PÁGINA:

-=-=-

20 de abril de 2014

DOMINGO DA PÁSCOA.

Fisionomia de Jesus Cristo

É a ressurreição de Jesus Cristo a grande prova da sua divindade.

Jesus predisse que seria entregue a seus inimigos, açoitado, condenado à morte, mas que ressuscitaria no terceiro dia.

Assim aconteceu.

Ora, só Deus pode prever e indicar o futuro.

Ele é, pois, verdadeiramente Deus.

Continuemos a estudar a fisionomia resplandecente de Jesus Cristo.

Já vimos, a última vez: a elevação de seu espírito e a fecundidade de suas palavras. É um reflexo luminoso da sua divindade, porém há outros reflexos não menos luminosos que devemos conhecer, e entre eles os que vamos meditar hoje, a saber:

1. O amor de seu Coração.
2. A força da sua vontade.

O homem, de fato, é uma inteligência, um coração e uma vontade; são as três faculdade da nossa alma; e são as três faculdades que nos manifestam claramente a alma de Jesus.

I. O amor de seu Coração

O homem ama, porém, ama pouco, e ama a poucos.

-=-=-

(Entradas de um conjunto de dados de anotação)

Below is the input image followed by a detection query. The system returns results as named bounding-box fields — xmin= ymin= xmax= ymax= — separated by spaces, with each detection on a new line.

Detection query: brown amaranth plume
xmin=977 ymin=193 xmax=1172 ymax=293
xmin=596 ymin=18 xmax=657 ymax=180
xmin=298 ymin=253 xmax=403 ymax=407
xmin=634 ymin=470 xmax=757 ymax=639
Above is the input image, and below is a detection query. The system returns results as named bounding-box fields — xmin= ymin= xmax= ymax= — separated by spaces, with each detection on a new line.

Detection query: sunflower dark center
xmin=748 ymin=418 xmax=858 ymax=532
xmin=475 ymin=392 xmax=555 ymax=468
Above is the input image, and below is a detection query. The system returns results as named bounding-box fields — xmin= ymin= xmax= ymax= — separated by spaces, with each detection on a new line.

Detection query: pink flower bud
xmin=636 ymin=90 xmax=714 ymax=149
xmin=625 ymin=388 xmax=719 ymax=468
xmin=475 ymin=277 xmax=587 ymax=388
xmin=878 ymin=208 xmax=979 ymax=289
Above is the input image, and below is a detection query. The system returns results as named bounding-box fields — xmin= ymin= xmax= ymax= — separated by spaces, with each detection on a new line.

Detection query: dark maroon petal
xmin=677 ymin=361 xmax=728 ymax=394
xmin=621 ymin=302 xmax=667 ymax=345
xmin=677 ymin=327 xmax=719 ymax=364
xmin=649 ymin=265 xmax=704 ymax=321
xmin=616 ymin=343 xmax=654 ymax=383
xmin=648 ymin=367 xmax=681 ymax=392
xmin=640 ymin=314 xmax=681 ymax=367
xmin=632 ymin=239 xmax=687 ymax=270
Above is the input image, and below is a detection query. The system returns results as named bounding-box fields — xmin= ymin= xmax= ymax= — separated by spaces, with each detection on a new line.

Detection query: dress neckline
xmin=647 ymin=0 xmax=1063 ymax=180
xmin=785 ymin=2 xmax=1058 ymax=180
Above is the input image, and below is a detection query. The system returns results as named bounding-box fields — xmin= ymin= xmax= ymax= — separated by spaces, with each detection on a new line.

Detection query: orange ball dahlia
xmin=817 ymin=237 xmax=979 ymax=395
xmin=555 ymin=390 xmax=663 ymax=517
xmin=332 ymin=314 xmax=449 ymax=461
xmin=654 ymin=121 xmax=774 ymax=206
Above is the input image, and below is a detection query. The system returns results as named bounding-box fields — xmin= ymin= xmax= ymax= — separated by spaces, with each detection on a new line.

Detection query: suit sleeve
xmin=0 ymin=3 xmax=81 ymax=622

-=-=-

PEDIDO ESCRITO: Reproduza, do sermão de Páscoa, o trecho que começa em "Já vimos, a" e termina em "ama a poucos.".

RESPOSTA:
Já vimos, a última vez: a elevação de seu espírito e a fecundidade de suas palavras. É um reflexo luminoso da sua divindade, porém há outros reflexos não menos luminosos que devemos conhecer, e entre eles os que vamos meditar hoje, a saber:

1. O amor de seu Coração.
2. A força da sua vontade.

O homem, de fato, é uma inteligência, um coração e uma vontade; são as três faculdade da nossa alma; e são as três faculdades que nos manifestam claramente a alma de Jesus.

I. O amor de seu Coração

O homem ama, porém, ama pouco, e ama a poucos.